◆ **STATED GOAL**
Please find every line in the material below that contains the word "ground", and copy each of those lines.

◆ **SOURCE MATERIAL**

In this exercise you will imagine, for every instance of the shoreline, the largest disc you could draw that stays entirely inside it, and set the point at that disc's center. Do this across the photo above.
* * *
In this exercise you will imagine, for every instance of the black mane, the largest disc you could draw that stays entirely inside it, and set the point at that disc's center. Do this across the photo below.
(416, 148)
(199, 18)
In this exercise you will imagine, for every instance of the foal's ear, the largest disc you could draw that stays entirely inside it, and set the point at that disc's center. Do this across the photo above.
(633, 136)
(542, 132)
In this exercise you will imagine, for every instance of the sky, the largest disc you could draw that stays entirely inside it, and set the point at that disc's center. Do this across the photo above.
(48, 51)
---
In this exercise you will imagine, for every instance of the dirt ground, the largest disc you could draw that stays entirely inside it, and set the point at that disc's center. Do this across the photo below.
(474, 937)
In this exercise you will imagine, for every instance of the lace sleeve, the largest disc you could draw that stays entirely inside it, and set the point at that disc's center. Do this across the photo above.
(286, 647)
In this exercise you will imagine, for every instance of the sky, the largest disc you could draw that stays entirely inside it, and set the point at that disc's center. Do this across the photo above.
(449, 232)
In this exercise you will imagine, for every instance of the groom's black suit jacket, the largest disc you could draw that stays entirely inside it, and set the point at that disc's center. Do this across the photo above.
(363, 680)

◆ **EXPECTED ANSWER**
In this exercise you will imagine, for every instance of the dirt ground, the largest disc you could draw that stays entirely inside it, and set the point at that disc's center. Do this across the photo below.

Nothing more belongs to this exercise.